Exercise:
Print every entry again exactly, with no pictures.
Start of Information
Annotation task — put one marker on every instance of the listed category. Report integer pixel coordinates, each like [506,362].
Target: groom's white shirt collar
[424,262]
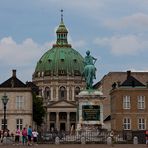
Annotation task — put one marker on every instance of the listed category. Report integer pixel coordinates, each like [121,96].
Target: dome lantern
[62,34]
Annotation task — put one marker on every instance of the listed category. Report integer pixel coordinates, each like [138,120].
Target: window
[141,102]
[141,124]
[2,125]
[126,102]
[19,124]
[127,123]
[47,93]
[62,93]
[77,90]
[19,102]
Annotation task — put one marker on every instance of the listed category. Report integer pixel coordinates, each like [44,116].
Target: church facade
[58,75]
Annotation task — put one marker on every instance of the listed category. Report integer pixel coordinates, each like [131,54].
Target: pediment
[62,104]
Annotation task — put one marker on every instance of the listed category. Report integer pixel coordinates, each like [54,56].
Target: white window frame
[127,123]
[19,102]
[126,102]
[19,123]
[141,123]
[141,102]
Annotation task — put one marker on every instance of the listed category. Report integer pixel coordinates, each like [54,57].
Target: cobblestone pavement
[77,146]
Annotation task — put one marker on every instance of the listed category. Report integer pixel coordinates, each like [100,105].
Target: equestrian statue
[89,72]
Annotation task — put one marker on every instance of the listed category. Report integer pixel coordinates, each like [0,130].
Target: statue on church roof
[89,70]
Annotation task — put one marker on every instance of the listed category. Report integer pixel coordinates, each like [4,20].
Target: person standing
[17,136]
[24,136]
[35,135]
[112,137]
[29,135]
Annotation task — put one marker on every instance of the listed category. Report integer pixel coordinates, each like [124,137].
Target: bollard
[135,140]
[57,140]
[83,140]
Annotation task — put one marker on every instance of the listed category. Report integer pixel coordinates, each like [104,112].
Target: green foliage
[38,110]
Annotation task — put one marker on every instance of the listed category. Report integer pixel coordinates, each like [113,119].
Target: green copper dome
[61,59]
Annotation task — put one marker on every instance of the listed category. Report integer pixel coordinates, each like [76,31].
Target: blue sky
[115,31]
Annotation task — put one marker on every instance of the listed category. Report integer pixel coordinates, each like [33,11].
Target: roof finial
[61,15]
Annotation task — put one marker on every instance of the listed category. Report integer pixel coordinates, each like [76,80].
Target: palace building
[19,106]
[58,74]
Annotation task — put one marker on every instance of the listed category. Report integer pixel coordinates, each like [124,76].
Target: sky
[115,31]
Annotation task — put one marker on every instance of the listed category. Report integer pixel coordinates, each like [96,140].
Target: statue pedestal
[90,110]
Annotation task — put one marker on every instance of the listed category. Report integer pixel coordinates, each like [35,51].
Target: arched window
[77,90]
[47,93]
[62,93]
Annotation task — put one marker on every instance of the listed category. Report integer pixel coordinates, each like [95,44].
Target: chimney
[128,73]
[14,73]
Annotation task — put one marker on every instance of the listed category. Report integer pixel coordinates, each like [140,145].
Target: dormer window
[75,60]
[49,60]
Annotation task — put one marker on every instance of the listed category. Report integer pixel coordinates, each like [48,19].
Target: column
[57,120]
[51,90]
[57,93]
[73,93]
[67,93]
[68,121]
[48,118]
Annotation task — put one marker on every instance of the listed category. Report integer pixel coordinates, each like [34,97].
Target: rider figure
[89,69]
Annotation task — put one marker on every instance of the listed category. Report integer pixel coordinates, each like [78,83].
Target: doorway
[62,127]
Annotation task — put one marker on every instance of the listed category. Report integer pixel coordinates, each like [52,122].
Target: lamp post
[5,101]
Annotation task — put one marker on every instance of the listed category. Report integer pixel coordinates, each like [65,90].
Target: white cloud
[22,54]
[138,70]
[136,21]
[124,45]
[25,53]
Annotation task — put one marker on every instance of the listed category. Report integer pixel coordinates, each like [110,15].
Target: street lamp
[5,101]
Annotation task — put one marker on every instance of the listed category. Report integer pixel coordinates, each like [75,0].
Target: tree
[38,110]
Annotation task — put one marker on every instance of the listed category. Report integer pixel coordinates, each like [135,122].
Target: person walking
[29,135]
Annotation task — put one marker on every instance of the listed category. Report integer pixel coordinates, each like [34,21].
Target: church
[58,74]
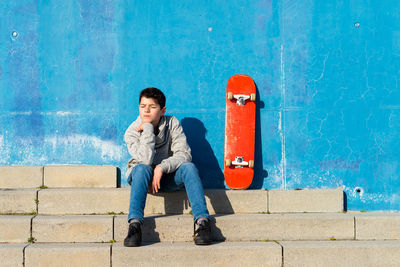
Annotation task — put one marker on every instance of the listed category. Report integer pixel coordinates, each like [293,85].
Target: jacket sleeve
[180,150]
[141,145]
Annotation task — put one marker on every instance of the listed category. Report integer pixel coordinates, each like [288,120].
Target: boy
[161,159]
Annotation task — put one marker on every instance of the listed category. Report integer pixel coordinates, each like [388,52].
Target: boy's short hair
[154,93]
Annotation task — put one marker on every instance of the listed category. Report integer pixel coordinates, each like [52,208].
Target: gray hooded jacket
[169,148]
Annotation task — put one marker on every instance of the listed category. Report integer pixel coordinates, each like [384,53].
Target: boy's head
[151,105]
[154,93]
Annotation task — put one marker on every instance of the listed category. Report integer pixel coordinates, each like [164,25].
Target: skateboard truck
[239,162]
[241,99]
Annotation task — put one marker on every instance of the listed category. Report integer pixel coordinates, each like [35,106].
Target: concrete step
[45,255]
[245,227]
[285,253]
[80,228]
[377,225]
[18,201]
[179,228]
[58,176]
[103,201]
[80,176]
[341,253]
[187,254]
[15,228]
[12,254]
[21,176]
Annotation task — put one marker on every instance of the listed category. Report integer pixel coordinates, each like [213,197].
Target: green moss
[31,240]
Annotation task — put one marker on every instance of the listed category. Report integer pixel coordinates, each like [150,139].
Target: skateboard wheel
End of Information
Your solution:
Annotation task — put one marker on every instance of the listed category. Report integer pixel coordinates, each like [506,362].
Target: groom's white shirt collar
[424,262]
Annotation task — put one marker on every instance of the listed category. Report integer pixel coordinates, each like [121,96].
Target: dome lantern
[62,34]
Annotation task — put one marker on every instance of the listed category. Report integer pixel coordinates, each like [138,120].
Target: window
[141,102]
[141,124]
[2,125]
[126,102]
[19,124]
[127,123]
[47,93]
[62,93]
[77,90]
[19,102]
Annotation task — put one marker on every instance of the listed category. Report integer pixel coordinates, each like [44,116].
Target: church facade
[58,75]
Annotation task — put one marker on every instance of the listed category. Report integer pixel coordinates, each like [131,54].
Target: pediment
[62,104]
Annotation task — put one marker on every instance of the listed category. Report integer pixel coordinates, each like [54,56].
Target: white window frame
[127,123]
[19,102]
[126,102]
[19,123]
[141,123]
[141,102]
Annotation task — put one marker on every instance of the listed category. Report integer pixel coordinates, each like [54,57].
Target: cobblestone pavement
[77,146]
Annotation task — put one marker on every instance of the listed category. Report integer pixel coordinates, each like [100,105].
Target: equestrian statue
[89,72]
Annotation task — put one marker on every instance of the listed category. Report integer pixel coordinates, each like [0,130].
Target: statue on church roof
[89,70]
Annotation task — put one marker on every instance of the listed category. Report integer pixel coordinates, each like [4,20].
Target: person standing
[17,136]
[24,136]
[35,135]
[112,137]
[29,135]
Annotation task — put one marker on every instance of the listed category. Report integer pixel coordinates, each like [124,137].
Target: bollard
[135,140]
[57,140]
[83,140]
Annotation task — put one marker on every instance of the listed category. Report integer pixel coordinates, each like [104,112].
Target: green foliage
[38,110]
Annotation task — put one marker on every instance of the listed category. Report integer pixel coordinates, each like [113,119].
Target: green copper dome
[61,59]
Annotation task — put one marker on every instance of the listed category. Report integer pixel coordinates, each like [76,31].
Target: blue sky
[115,31]
Annotation task — put one marker on every instance of the listed category. Report integer pixel coordinates, each like [33,11].
Target: roof finial
[61,15]
Annotation task — put one marker on every instance of the listed category. Report integer pixel coordinates, each like [76,80].
Target: palace building
[19,106]
[58,74]
Annotation task — put one marker on every instance of the listed category. Report integer pixel coordinates, each like [124,76].
Target: sky
[115,31]
Annotation task — put one marker on every instance of the listed category. Report integer pixel coordinates, each like [96,140].
Target: statue pedestal
[90,110]
Annotation task — put one marker on every instance of the listed category. Report integer pixel coordinates, each like [35,51].
Target: arched window
[77,90]
[47,93]
[62,93]
Annotation task — put one marker on every instance of the listed category. Report integer pixel coordinates, each like [95,44].
Target: chimney
[128,73]
[14,73]
Annotation task — put one marker on every instance of the listed category. Report integer pixel coordinates, each like [140,145].
Target: dormer window
[75,60]
[49,60]
Annotation task — put one marker on every instance of the listed category. Report integer pixel coordinates, each like [48,19].
Target: column
[57,120]
[51,90]
[57,93]
[73,93]
[67,93]
[68,121]
[48,118]
Annotation task — put one marker on every instance of the listed category. Report integer pixel coordinates, each like [34,97].
Target: rider figure
[89,69]
Annotation task — put one marker on every instance of the listed category. Report integer pixel coordinates, each like [78,83].
Target: doorway
[62,127]
Annotation task — put one marker on every instance of the listed category. Report integer pixel coordinates, each like [52,122].
Target: lamp post
[5,101]
Annotation task — put one marker on every instance of the listed category. Report integer pixel coordinates, each like [65,90].
Target: white cloud
[22,54]
[138,70]
[136,21]
[124,45]
[25,53]
Annotation task — put one marker on every instance of the listed category. Report integer pixel coordinates, each like [110,15].
Target: street lamp
[5,101]
Annotation task — put one marker on every instance of the listed category. Report integer pixel coordinates, each like [75,0].
Target: tree
[38,110]
Annotation task — put one marker on every instance of the listed category. Report integer pixel coordinates, each like [135,122].
Target: person walking
[29,135]
Annotation task — put one marker on every instance of the listed category. Report integer pixel coordinates, each like [34,21].
Target: church
[58,74]
Annotation task — put one marker on every instance of the listed category. Report integer pixel coordinates, each like [293,85].
Target: jacket sleeve
[180,150]
[141,145]
Annotation task — put one marker on every instance of the listed category. Report integer pixel coordinates, each like [288,120].
Target: boy
[161,159]
Annotation task — put one marker on every instance of the listed category. Report integer pixel coordinates, each like [388,52].
Target: boy's short hair
[154,93]
Annotation task — put one marker on every instance of the listed category. Report integer pixel coordinates, each like [52,208].
Target: gray hooded jacket
[169,148]
Annotation task — put one marker on every instance of the listed category. Report integer pixel coordinates, each like [384,53].
Target: boy's head
[151,105]
[154,93]
Annotation task — put one marker on every instance of the listed category. Report integer pixel coordinates, each like [164,25].
Target: skateboard truck
[239,162]
[241,99]
Annotation task — put one marker on every instance of the listed category. Report integer pixel coordinates, each like [35,106].
Target: concrete step
[45,255]
[245,227]
[285,253]
[80,228]
[377,225]
[18,201]
[179,228]
[58,176]
[103,201]
[80,176]
[341,253]
[187,254]
[15,228]
[12,254]
[21,176]
Annotation task — put one marker on every instance of the listed category. Report integer pixel coordinates, each like [213,197].
Target: green moss
[31,240]
Annotation task — put one marker on every instance of the listed category. Report integer pixel coordinates, each like [150,139].
Target: skateboard wheel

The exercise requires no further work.